- **Elenco compiti**:
• 1. Nel brano sulla caverna preistorica, quante immagini della belva feroce sono raffigurate sulla parete?
• 2. Ricopia dal brano sulla caverna preistorica il passo che va da "Verrebbe voglia di" fino a "a molte cose.".

- **Brano di partenza**:
******
VINCENZO
CERAMI
Recentemente,
nel sud della Francia, è stata scoperta una caverna abitata dagli uomini
primitivi più di trentamila anni fa. Su una parete sono raffigurate tre
immagini uguali e successive di una belva feroce. È evidente che l'autore del
graffito ha voluto evocare il movimento dell'animale; ha coniugato lo spazio
con il tempo mimando la velocità. L'illusione dello spostamento è data dalla
somma delle istantanee.
Verrebbe voglia di dire che il cinema è nato prima della letteratura. Ma la
questione più intrigante è un'altra e riguarda la ragione per cui l'uomo, fin
da quando era ancora ominide, ha sentito il bisogno di «rappresentare», di
raccontare il mondo che lo circonda. Capire perché si scrive ci aiuta a capire
perché si legge. Quella belva cattiva, inquadrata nel momento del suo balzo
felino, descrive un momento di estrema emotività, di terrore, dell'uomo.
Fissare quell'immagine contro una parete serviva a molte cose.
Prima di tutto era un modo per portare fuori di sé la paura, per prendere una
distanza critica dalle insidie del mondo e cristallizzarle in una cornice. In
secondo luogo quella raffigurazione era strumento pedagogico per i bambini che
imparavano a riconoscere, nelle immagini spaventose, i nemici, i pericoli. Quel
graffito ci mostra il primo atto autenticamente intellettuale dell'essere
umano, il quale descrive il mondo per capirlo nella sua complessità, e
razionalizzarlo.
******
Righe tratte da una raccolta
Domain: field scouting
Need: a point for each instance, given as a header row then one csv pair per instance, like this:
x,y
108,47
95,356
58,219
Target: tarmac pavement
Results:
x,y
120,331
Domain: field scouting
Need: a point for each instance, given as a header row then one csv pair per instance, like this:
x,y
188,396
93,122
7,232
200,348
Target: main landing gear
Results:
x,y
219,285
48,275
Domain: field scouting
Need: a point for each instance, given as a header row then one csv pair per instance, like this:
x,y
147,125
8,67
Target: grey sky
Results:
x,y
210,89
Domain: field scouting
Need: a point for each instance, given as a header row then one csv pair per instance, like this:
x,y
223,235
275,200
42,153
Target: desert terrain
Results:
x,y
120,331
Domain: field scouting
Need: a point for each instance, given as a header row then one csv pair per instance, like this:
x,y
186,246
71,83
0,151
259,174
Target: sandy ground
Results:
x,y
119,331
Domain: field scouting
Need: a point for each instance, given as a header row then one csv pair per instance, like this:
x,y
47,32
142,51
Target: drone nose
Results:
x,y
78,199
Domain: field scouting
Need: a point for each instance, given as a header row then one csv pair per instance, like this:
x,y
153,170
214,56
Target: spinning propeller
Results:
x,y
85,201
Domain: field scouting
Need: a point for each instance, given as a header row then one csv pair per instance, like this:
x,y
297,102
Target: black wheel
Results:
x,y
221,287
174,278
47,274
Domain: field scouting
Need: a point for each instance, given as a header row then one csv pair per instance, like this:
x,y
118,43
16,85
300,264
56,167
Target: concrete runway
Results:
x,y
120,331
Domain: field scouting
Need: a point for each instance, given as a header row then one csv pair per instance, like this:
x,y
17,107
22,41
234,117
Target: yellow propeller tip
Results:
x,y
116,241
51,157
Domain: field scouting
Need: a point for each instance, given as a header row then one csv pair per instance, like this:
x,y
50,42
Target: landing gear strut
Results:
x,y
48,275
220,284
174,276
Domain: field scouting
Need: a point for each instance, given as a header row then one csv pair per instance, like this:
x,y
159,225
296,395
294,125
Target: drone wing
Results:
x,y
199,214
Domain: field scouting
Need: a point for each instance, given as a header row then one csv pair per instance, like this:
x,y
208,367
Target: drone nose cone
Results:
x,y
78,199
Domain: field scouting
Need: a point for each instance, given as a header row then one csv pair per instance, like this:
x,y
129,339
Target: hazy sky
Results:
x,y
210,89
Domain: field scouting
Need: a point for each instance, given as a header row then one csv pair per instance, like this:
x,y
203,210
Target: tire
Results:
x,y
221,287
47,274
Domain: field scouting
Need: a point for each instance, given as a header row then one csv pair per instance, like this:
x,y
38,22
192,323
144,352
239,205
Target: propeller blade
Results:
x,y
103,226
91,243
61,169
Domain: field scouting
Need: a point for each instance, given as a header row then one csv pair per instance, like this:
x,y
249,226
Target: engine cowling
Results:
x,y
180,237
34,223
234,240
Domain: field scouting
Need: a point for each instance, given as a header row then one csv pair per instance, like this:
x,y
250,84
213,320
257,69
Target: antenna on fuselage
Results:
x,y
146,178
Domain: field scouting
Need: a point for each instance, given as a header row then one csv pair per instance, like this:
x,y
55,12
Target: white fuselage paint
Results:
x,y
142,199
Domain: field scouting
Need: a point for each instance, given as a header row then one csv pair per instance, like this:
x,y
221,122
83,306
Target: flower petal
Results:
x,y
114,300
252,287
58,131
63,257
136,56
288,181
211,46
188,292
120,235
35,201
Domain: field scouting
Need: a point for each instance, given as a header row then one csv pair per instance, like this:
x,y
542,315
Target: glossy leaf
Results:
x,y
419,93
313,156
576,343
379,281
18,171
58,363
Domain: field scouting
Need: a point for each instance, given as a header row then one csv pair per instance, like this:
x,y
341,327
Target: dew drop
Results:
******
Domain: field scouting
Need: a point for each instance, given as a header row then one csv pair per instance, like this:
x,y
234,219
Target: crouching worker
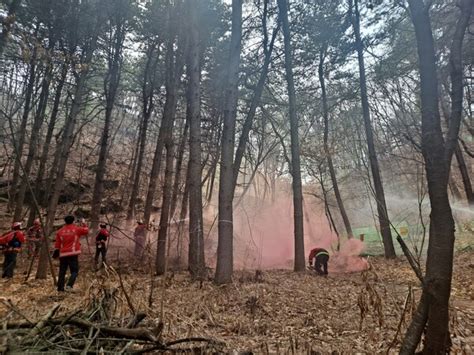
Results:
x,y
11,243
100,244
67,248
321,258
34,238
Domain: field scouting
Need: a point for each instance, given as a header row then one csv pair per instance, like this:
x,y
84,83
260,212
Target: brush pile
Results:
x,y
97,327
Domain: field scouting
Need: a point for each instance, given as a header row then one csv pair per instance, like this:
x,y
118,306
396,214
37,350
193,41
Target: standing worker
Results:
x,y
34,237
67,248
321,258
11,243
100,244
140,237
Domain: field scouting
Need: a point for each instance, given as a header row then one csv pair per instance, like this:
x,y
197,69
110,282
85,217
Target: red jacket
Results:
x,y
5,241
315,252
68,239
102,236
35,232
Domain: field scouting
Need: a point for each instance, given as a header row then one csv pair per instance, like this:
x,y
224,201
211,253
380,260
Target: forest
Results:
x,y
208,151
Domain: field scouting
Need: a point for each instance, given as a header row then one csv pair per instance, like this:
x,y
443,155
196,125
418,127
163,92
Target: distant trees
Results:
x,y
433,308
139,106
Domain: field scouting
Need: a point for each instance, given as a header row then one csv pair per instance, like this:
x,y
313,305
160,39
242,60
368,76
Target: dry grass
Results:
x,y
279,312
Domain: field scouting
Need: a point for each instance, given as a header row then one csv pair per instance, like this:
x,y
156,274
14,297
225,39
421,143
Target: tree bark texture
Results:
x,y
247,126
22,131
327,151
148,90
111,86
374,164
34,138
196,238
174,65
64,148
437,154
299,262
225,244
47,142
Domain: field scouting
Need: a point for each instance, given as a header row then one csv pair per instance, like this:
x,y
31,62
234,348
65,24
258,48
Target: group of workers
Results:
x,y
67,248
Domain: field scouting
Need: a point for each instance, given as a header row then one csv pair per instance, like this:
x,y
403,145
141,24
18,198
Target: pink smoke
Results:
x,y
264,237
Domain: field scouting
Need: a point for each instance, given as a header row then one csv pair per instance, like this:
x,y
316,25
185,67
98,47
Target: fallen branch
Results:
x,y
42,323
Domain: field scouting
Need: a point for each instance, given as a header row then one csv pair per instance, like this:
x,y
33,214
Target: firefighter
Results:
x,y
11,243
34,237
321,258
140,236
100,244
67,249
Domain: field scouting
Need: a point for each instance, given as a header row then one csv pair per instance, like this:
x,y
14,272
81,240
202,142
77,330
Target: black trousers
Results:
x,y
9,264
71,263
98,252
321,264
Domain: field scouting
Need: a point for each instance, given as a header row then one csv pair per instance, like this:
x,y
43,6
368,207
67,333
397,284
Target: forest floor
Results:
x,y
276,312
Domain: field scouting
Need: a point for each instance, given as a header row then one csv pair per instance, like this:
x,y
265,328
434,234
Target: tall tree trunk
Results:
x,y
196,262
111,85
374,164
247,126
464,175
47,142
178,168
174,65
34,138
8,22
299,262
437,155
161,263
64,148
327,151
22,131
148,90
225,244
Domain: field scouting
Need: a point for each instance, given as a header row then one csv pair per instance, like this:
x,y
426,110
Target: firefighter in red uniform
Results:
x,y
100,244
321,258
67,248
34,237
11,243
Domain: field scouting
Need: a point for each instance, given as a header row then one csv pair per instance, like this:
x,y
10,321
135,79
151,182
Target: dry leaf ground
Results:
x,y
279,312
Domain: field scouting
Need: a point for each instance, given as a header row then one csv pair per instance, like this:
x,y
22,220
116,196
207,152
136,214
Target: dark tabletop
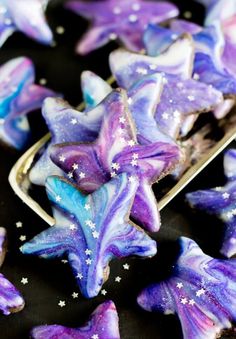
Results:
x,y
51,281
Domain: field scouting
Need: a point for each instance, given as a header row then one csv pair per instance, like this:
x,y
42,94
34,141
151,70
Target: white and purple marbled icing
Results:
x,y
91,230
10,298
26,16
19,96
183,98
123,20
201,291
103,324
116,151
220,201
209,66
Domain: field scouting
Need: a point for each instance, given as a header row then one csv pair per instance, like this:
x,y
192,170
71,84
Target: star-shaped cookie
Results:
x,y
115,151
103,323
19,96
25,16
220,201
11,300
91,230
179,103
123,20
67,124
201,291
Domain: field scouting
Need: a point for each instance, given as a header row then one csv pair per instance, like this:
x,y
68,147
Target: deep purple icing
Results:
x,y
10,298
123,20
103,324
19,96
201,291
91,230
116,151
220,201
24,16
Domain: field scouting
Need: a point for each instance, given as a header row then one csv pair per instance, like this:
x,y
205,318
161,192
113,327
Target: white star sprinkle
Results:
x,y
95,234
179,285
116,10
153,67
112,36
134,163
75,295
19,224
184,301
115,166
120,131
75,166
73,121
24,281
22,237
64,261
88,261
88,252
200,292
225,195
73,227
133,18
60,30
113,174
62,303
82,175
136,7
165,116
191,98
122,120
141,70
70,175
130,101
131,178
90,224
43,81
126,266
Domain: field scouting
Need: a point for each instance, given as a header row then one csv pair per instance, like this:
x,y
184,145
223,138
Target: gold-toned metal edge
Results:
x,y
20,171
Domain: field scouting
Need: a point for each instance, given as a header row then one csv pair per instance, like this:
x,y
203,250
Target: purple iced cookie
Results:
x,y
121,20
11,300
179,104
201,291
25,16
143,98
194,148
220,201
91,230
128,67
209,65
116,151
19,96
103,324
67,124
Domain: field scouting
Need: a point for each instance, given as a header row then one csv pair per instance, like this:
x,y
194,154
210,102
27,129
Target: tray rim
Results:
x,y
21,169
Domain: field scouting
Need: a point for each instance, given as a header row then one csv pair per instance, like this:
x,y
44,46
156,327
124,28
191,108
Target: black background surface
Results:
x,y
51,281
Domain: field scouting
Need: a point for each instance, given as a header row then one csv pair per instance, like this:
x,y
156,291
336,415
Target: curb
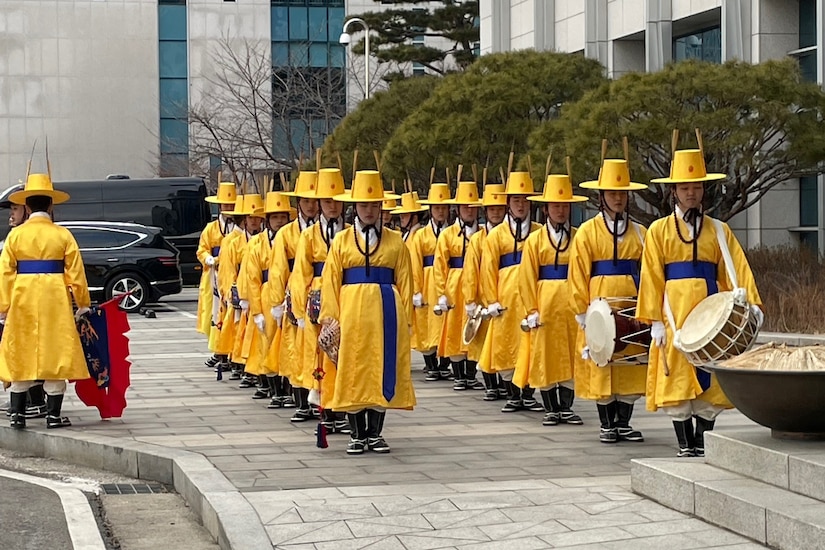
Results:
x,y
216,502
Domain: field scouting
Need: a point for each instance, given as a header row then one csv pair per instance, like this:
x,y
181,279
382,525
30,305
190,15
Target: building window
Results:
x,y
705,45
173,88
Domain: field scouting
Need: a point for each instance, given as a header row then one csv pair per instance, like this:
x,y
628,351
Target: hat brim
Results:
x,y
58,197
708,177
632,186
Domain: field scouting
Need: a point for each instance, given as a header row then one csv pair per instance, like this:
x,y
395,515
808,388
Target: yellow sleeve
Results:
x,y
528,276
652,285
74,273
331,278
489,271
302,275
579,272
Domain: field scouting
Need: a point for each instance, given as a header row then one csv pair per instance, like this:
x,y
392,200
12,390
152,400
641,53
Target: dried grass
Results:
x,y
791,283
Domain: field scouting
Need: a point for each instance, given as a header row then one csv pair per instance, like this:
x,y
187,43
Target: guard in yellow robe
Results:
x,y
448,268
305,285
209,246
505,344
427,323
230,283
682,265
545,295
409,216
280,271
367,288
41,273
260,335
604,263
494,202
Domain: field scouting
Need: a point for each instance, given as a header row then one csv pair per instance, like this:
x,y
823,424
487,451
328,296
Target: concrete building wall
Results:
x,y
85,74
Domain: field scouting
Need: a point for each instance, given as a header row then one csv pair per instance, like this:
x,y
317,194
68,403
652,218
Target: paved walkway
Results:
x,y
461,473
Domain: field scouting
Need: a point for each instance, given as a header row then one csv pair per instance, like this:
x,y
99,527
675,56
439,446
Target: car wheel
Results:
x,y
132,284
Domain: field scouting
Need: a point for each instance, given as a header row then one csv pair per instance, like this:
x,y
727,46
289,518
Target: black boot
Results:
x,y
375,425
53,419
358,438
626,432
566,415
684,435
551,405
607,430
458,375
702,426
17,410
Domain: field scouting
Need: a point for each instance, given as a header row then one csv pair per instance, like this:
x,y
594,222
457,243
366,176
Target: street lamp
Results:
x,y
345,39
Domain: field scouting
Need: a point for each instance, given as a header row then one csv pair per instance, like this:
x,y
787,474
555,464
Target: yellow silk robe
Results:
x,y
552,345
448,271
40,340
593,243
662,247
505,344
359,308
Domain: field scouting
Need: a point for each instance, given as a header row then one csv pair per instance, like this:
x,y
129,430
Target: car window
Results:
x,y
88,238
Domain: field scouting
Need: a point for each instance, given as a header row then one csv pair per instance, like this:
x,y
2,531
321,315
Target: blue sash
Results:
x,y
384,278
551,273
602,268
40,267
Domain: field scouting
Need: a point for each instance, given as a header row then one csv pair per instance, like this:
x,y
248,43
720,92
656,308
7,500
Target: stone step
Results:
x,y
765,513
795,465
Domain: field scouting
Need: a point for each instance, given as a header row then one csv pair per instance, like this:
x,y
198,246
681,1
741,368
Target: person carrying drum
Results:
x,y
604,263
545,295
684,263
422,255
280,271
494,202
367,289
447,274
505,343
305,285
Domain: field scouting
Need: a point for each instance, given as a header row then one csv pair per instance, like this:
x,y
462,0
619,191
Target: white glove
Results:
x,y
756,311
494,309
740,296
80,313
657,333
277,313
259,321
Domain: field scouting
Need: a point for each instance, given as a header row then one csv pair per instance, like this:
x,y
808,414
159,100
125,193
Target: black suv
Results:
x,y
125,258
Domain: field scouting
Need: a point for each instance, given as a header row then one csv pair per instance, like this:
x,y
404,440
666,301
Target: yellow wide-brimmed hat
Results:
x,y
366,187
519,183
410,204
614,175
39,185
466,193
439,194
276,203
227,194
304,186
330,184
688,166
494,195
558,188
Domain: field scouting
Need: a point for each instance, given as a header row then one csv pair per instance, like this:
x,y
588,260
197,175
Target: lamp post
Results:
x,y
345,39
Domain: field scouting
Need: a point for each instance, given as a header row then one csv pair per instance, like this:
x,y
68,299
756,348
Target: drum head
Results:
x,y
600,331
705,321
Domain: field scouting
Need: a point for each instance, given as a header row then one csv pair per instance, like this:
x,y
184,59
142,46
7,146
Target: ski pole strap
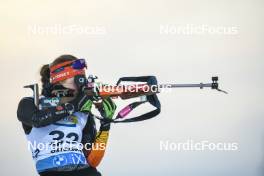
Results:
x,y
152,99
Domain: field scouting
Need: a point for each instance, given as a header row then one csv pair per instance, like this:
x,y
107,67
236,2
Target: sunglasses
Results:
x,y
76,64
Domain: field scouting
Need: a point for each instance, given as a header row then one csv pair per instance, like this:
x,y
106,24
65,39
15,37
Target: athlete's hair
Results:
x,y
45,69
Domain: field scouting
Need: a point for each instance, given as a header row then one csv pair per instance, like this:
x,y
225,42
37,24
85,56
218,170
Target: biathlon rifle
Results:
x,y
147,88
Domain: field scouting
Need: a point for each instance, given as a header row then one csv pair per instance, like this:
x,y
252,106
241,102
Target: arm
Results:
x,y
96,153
******
- **Risposte fornite**:
• 1. Tre immagini uguali e successive.

• 2.
Verrebbe voglia di dire che il cinema è nato prima della letteratura. Ma la
questione più intrigante è un'altra e riguarda la ragione per cui l'uomo, fin
da quando era ancora ominide, ha sentito il bisogno di «rappresentare», di
raccontare il mondo che lo circonda. Capire perché si scrive ci aiuta a capire
perché si legge. Quella belva cattiva, inquadrata nel momento del suo balzo
felino, descrive un momento di estrema emotività, di terrore, dell'uomo.
Fissare quell'immagine contro una parete serviva a molte cose.